TASK REQUIREMENTS →
Every entry below needs to be repeated exactly.

Dataset entries
· · · ·
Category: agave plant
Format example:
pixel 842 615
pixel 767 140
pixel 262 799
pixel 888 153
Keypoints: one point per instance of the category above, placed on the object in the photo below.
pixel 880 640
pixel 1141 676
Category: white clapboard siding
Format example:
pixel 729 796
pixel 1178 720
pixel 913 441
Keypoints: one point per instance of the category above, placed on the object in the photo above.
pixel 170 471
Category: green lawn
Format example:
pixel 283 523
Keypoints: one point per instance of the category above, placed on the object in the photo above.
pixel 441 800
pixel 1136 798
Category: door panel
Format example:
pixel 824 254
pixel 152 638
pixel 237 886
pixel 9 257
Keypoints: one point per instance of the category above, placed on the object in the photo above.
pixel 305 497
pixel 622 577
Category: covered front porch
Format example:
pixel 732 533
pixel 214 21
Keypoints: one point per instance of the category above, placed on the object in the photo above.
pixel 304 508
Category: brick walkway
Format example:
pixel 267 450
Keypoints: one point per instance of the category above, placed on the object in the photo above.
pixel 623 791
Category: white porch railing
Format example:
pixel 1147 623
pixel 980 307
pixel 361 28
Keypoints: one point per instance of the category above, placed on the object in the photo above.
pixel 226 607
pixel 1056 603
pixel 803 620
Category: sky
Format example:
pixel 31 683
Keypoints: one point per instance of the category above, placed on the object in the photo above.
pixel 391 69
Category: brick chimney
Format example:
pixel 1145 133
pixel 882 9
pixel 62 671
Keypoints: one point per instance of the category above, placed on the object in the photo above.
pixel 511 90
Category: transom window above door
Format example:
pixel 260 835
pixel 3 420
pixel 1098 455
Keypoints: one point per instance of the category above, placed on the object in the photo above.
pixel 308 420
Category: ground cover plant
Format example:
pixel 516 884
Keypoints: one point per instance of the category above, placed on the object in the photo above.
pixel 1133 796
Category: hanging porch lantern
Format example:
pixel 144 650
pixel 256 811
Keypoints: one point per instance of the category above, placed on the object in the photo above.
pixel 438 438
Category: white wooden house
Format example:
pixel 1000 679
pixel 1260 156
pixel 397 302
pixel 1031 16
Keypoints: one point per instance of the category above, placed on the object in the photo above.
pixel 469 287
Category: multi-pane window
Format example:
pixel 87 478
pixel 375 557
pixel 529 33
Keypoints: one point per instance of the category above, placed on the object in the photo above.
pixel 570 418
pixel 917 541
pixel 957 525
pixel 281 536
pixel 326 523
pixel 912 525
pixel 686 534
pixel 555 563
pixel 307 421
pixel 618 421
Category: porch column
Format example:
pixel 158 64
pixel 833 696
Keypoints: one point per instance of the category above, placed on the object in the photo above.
· · · ·
EXPECTED ANSWER →
Category: agave plant
Format example:
pixel 842 615
pixel 767 140
pixel 262 799
pixel 888 153
Keypoints: one point per instance of the category above, placed on the object in the photo below.
pixel 880 640
pixel 1141 676
Category: white clapboard siding
Format example:
pixel 729 796
pixel 1178 720
pixel 913 441
Keypoints: one point per instance of the category above, placed on the object in the photo above.
pixel 170 471
Category: green lawn
Format example:
pixel 283 523
Keypoints: one point per instance of the category above, placed on the object in the photo above.
pixel 441 800
pixel 1136 798
Category: door panel
Format example:
pixel 824 254
pixel 152 638
pixel 237 886
pixel 9 257
Keypoints: one point per instance of the category above, placed on the object in the photo above.
pixel 305 497
pixel 622 577
Category: covered front porch
Format example:
pixel 732 533
pixel 214 21
Keypoints: one point per instance of the category above, placed on the object in the photo above.
pixel 304 508
Category: brick walkway
Format example:
pixel 267 450
Keypoints: one point per instance of the category above, placed on the object in the photo above.
pixel 623 791
Category: white porch railing
Format example:
pixel 1147 623
pixel 980 307
pixel 361 28
Keypoints: one point per instance of the category above, placed on the object in the photo above.
pixel 226 607
pixel 1056 603
pixel 803 620
Category: sky
Format example:
pixel 31 683
Keypoints: one point per instance of the category above, placed on the object in the photo above.
pixel 391 69
Category: brick chimney
Format example:
pixel 1145 133
pixel 882 9
pixel 62 671
Keypoints: one point per instance of the category above, placed on the object in the photo above.
pixel 511 90
Category: transom window above door
Format example:
pixel 260 835
pixel 3 420
pixel 1098 455
Keypoints: one point per instance of the category above, placed on the object in the photo above.
pixel 308 420
Category: ground cover plant
Format example:
pixel 516 884
Keypoints: one point per instance of the category above, placed on the object in the photo above.
pixel 1133 796
Category: hanging porch lantern
Format example:
pixel 144 650
pixel 256 811
Keypoints: one point per instance of the category above, placed on the object in the photo above.
pixel 438 438
Category: white wooden house
Format example:
pixel 1000 679
pixel 1260 156
pixel 397 302
pixel 1031 16
Keypoints: one point per instance of the category above, placed on the object in the photo above.
pixel 469 287
Category: multi-pane window
Format example:
pixel 87 478
pixel 375 557
pixel 529 33
Keypoints: one point per instance of the category above, placed on the object in the photo above.
pixel 570 418
pixel 917 541
pixel 957 525
pixel 281 536
pixel 326 523
pixel 912 525
pixel 686 534
pixel 555 563
pixel 307 421
pixel 618 421
Category: porch column
Format example:
pixel 158 64
pixel 833 696
Keypoints: one point per instance of the category above, placed on the object in the photo above.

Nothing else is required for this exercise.